▶ _Assigned task_:
An exact reproduction of all the data is needed, with no images in it.

*** Block opens ***

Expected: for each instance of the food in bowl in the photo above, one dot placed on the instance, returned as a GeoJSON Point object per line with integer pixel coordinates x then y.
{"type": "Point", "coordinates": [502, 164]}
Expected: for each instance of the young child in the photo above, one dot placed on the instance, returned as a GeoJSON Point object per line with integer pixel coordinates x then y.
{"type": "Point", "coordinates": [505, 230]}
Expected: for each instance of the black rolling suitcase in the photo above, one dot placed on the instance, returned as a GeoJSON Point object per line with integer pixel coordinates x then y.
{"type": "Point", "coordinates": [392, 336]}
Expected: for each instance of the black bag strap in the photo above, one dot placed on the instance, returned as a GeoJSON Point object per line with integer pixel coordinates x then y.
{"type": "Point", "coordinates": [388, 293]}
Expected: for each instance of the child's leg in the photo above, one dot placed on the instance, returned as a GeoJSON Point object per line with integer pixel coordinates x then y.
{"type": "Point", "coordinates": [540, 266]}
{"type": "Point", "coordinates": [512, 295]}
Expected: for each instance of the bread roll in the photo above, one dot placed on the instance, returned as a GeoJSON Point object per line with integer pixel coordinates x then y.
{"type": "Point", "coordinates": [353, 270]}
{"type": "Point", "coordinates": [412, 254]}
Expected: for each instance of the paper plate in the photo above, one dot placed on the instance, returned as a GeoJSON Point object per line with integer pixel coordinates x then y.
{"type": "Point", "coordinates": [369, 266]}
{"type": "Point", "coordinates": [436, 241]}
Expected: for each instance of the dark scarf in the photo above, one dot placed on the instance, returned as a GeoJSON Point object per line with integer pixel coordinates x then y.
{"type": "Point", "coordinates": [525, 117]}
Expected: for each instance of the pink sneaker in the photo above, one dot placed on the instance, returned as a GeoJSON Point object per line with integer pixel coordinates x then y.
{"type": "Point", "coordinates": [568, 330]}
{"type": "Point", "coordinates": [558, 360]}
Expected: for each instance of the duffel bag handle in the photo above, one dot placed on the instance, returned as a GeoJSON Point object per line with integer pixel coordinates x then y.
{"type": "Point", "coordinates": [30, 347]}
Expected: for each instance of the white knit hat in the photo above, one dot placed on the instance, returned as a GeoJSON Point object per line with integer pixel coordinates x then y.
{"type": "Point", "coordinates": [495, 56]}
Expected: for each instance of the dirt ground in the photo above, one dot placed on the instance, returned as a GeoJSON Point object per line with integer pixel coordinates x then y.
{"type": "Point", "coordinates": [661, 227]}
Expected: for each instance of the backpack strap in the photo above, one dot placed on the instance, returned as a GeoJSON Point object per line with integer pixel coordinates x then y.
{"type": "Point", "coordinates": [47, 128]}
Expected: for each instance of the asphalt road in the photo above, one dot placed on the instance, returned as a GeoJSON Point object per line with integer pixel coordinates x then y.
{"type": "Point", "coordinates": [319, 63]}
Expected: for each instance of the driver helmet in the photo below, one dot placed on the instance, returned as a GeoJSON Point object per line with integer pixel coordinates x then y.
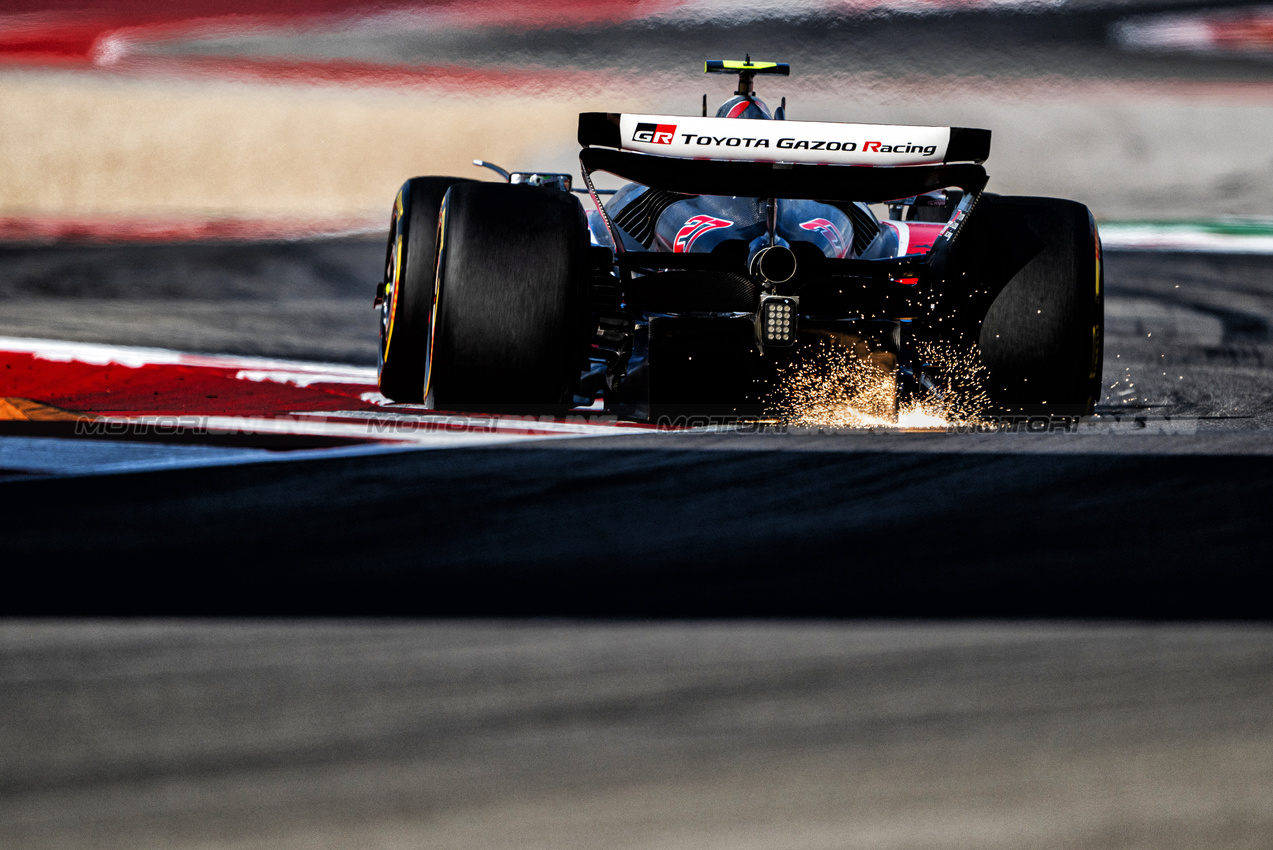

*** Block closes ***

▶ _Answer to the exercise_:
Expected: for each instance of the food in bowl in the photo above, one dot placed on the instance, returned as a GeoJSON Point object per line with integer pixel coordinates x then y.
{"type": "Point", "coordinates": [502, 164]}
Expected: for each instance of the young child in the photo above, one dot placed on the instance, returned as a GeoJSON Point object per line with integer pixel coordinates x then y.
{"type": "Point", "coordinates": [505, 230]}
Expected: for each instance of the black rolling suitcase in the photo above, one dot placed on the instance, returned as a GeoJSON Point object per line with integer pixel coordinates x then y.
{"type": "Point", "coordinates": [392, 336]}
Expected: for each instance of the black bag strap in the photo above, one dot placed on the instance, returned as a GeoJSON Point object per line with integer pixel coordinates x then y.
{"type": "Point", "coordinates": [388, 293]}
Expected: for each instance of the child's leg in the photo above, one dot placed on the instance, returned as a GeoJSON Point object per line with integer pixel coordinates x then y.
{"type": "Point", "coordinates": [540, 266]}
{"type": "Point", "coordinates": [512, 295]}
Expected: for each instance of the bread roll in the photo above, one dot placed on the instance, returned as a GeoJSON Point object per line with integer pixel coordinates x then y.
{"type": "Point", "coordinates": [353, 270]}
{"type": "Point", "coordinates": [412, 254]}
Expected: for each instance of the paper plate in the photo above, one dot placed on the instance, returned as a GeoJSON Point object per line with integer pixel coordinates x then y.
{"type": "Point", "coordinates": [369, 266]}
{"type": "Point", "coordinates": [436, 241]}
Expected: for each instance of the dark scarf in the photo above, one dot placed on the instance, returned as a GeoJSON Point object per line with integer pixel coordinates x then y.
{"type": "Point", "coordinates": [525, 117]}
Expected: for each instance of the pink sneaker in the photo above, one dot placed on the instance, returned as a GeoJSON Point object per line with integer pixel coordinates x then y.
{"type": "Point", "coordinates": [568, 330]}
{"type": "Point", "coordinates": [558, 360]}
Expected: for each instance of the duffel bag handle in the photo above, one dot placed on the instance, returned as a GeoJSON Point object per line with integer pixel coordinates x then y.
{"type": "Point", "coordinates": [30, 347]}
Expected: for each instance of the white knit hat in the photo above, one dot placed on the instance, returned as a GeoJSON Point object per line with integer pixel coordinates x then y.
{"type": "Point", "coordinates": [495, 56]}
Expected: for each instance of the dirt ground in the photo above, one dot placed on the instance, returned as a GeoJSON Point object per line with integer pixel coordinates x then y.
{"type": "Point", "coordinates": [661, 227]}
Expected: for each instance of the backpack strap in the photo above, one dot placed on the instance, returned as a GeoJSON Point object per line with integer pixel coordinates x then y.
{"type": "Point", "coordinates": [47, 128]}
Expected: for each instance of the asphalt road in the photo above, one dot placed on the instance, returned as a GeoJSON Point object per line with integer pixel coordinates x then y.
{"type": "Point", "coordinates": [319, 63]}
Expected: for each instance of the driver helmet in the photo below, one dot placed on the instance, returned as a GeoJSON Point object per line with integer pixel coordinates x then y.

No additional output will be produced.